Requirements:
- A) Answer these about the ETL notebook:
(i) For which currency pair does it retrieve foreign exchange data?
(ii) What range of exchange rates does the outlier check treat as expected?
(iii) What names are the columns given?
- B) Please update the ETL notebook, starting at "### Alpha-Vantage API" and stopping after "monthly foreign exchange data.", and replace "foreign exchange data" with "currency exchange data".

Text block:
* Start *

## Victor Brivet 
### ID : 93734
### DATA INTEGRATION WITH APIS AND ETL PROCESSES

Imports :

In [3]:
import requests
import pandas as pd
import numpy as np
import yfinance as yf
import matplotlib.pyplot as plt
import seaborn as sns
from sklearn.linear_model import LinearRegression
from sklearn.metrics import mean_absolute_error, mean_squared_error
import time

### Alpha-Vantage API : 

#### EXTRACTION

We define the API key and specify the currency pair (EUR/USD) for which we will retrieve foreign exchange data.

In [4]:
# API ID
API_KEY = "J2OZYB9ZL1RBF9ZP"  
FROM_SYMBOL = "EUR"       # Devise de départ
TO_SYMBOL = "USD"         # Devise cible


We construct the request URL with the necessary parameters and send a GET request to retrieve the monthly foreign exchange data.
If the request fails, an exception is raised to indicate the error. We use a scalable solution in the ID so it's easy to change the currencies.

In [5]:
# URL
url = f"https://www.alphavantage.co/query?function=FX_MONTHLY&from_symbol={FROM_SYMBOL}&to_symbol={TO_SYMBOL}&apikey={API_KEY}"

# GET Request
response = requests.get(url)
if response.status_code != 200:
    raise Exception(f"Erreur API: {response.status_code} - {response.text}")

data = response.json()

We extract the "Time Series FX (Monthly)" section from the API response, which contains the monthly exchange rate data.

In [6]:
fx_data = data["Time Series FX (Monthly)"]

#### TRANSFORMATION

##### DataFrame Creation and Cleaning
We convert the extracted JSON data into a Pandas DataFrame, ensuring proper formatting:
- Convert the index (dates) to `datetime` format.
- Rename columns for clarity (`Open`, `High`, `Low`, `Close`).
- Convert values to `float` for numerical analysis.
- Sort the DataFrame by date in ascending order.

##### Data Quality Checks
We perform key quality checks:
- **Missing Values:** Identify if any data points are missing.
- **Outlier Detection:** Check for abnormal exchange rates (e.g., values outside the expected range of 0.5 to 2.0).


In [7]:
## Convert
df = pd.DataFrame.from_dict(fx_data, orient="index")
df.index = pd.to_datetime(df.index)  # Convertir les dates
df.columns = ["Open", "High", "Low", "Close"]
df = df.astype(float)  # Convertir les valeurs en float
df = df.sort_index()  # Trier les dates dans l'ordre croissant

## Missing Values
missing_values = df.isnull().sum()

* End *

Provided information:
* Start *

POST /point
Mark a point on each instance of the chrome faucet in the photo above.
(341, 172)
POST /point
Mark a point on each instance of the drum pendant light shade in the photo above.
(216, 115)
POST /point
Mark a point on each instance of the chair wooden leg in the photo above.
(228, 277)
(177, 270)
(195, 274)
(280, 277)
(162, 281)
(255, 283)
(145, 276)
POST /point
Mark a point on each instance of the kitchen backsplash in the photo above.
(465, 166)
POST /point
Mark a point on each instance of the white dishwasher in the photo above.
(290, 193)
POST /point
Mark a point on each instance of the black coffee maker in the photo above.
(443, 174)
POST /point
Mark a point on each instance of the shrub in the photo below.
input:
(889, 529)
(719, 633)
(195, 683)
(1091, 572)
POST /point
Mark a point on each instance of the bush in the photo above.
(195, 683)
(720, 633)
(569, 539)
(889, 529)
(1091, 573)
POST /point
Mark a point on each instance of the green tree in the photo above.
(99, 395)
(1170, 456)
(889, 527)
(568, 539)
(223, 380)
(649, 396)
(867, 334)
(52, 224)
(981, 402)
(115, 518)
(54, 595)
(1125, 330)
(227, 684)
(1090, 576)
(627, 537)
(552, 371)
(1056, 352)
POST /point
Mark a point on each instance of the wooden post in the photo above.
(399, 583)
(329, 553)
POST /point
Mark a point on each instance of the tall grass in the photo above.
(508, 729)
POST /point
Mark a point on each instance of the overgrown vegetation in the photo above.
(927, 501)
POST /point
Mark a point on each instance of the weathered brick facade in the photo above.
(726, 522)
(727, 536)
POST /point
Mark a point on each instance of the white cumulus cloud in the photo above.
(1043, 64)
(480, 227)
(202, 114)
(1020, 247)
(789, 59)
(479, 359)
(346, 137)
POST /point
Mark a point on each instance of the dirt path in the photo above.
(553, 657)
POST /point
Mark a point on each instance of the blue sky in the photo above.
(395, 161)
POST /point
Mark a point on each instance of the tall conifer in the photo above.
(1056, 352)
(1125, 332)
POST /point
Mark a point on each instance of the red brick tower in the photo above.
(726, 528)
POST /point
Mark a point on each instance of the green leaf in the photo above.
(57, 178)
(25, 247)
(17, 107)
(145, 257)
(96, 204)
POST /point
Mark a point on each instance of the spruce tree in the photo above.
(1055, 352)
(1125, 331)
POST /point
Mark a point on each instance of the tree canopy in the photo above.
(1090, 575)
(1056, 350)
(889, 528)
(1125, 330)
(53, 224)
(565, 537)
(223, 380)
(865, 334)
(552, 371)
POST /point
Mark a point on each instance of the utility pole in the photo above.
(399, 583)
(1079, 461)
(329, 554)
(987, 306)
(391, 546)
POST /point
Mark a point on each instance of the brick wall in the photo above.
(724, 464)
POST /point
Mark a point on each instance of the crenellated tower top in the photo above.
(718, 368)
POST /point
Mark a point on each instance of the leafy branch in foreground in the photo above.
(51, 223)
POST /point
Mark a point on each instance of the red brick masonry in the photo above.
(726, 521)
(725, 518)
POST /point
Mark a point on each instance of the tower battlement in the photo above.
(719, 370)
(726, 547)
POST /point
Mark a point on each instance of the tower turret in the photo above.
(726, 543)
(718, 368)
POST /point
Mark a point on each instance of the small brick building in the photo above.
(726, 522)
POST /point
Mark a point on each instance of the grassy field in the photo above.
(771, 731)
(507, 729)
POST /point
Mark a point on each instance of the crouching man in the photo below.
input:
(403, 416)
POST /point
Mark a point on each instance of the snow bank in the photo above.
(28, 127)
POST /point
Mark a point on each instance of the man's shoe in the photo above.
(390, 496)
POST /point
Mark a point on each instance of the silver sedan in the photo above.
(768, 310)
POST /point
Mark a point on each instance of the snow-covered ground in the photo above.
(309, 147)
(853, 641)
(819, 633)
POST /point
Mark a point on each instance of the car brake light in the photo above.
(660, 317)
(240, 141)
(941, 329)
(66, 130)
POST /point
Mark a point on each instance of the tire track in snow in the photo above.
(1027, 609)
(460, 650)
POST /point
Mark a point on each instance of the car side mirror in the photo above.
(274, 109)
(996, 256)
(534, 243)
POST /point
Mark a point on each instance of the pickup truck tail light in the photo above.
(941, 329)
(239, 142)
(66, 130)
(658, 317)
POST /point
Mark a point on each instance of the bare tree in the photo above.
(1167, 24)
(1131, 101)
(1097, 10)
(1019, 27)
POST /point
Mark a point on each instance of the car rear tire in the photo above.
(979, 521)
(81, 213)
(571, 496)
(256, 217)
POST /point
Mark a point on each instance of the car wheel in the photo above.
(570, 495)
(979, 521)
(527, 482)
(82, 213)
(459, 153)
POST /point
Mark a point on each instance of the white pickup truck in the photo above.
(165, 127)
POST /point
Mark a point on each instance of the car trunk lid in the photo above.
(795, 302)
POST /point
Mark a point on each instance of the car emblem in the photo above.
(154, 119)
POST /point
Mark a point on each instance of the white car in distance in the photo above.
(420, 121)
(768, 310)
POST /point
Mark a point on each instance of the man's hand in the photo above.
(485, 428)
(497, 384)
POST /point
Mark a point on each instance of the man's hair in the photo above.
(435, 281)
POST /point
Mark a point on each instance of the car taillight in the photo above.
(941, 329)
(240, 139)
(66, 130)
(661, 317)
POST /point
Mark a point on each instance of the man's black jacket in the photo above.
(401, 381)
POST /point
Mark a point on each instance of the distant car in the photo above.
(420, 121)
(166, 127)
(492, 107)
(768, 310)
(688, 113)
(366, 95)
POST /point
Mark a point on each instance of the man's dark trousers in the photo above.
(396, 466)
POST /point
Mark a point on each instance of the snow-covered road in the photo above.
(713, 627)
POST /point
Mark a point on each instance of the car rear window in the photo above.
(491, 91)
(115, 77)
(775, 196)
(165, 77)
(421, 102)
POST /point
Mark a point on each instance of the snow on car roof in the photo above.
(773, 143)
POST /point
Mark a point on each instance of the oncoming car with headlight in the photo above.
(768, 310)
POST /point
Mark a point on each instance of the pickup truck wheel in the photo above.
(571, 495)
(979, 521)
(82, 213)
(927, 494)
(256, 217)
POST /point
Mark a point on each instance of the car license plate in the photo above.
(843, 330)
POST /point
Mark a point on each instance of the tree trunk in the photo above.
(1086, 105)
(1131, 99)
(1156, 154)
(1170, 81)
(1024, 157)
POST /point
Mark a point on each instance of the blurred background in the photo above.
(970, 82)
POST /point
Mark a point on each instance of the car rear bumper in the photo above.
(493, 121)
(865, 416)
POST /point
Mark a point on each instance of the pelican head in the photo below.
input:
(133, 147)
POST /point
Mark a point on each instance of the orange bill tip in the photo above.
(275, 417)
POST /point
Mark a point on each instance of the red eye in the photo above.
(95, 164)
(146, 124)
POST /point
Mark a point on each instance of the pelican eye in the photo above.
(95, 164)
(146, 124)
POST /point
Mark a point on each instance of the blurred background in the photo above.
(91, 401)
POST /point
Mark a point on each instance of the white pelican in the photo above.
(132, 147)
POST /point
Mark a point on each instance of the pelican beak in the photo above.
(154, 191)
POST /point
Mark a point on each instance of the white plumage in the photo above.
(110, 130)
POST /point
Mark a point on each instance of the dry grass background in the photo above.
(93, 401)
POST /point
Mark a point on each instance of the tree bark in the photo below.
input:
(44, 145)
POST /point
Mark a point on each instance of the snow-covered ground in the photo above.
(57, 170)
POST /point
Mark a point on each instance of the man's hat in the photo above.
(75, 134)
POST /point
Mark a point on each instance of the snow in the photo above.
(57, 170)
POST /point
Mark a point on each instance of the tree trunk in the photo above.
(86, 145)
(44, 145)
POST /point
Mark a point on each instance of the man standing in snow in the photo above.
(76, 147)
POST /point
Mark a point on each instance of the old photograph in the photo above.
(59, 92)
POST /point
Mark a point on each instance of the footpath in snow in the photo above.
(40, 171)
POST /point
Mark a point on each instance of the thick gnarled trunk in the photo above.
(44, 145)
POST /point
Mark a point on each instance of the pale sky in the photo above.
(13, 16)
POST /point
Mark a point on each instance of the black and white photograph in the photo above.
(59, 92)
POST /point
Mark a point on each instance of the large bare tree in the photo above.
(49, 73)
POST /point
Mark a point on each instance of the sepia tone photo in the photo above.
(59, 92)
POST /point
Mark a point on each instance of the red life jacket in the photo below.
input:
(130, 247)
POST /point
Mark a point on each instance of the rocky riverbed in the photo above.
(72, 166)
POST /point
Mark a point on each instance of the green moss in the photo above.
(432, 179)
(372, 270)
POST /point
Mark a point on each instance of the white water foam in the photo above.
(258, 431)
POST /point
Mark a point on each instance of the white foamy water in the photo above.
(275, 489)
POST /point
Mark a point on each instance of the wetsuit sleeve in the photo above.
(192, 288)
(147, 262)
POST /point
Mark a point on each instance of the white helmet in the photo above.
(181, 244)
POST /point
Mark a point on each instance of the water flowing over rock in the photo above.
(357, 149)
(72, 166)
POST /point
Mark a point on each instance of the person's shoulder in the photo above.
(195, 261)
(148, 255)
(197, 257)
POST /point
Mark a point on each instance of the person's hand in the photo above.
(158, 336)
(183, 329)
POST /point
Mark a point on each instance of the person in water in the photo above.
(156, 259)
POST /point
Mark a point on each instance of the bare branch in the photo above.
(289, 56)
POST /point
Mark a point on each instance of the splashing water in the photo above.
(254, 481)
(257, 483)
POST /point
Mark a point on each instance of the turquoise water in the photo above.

* End *

Written answers:
- A)
(i) EUR/USD
(ii) 0.5 to 2.0
(iii) Open, High, Low, Close

- B)
### Alpha-Vantage API : 

#### EXTRACTION

We define the API key and specify the currency pair (EUR/USD) for which we will retrieve currency exchange data.

In [4]:
# API ID
API_KEY = "J2OZYB9ZL1RBF9ZP"  
FROM_SYMBOL = "EUR"       # Devise de départ
TO_SYMBOL = "USD"         # Devise cible


We construct the request URL with the necessary parameters and send a GET request to retrieve the monthly currency exchange data.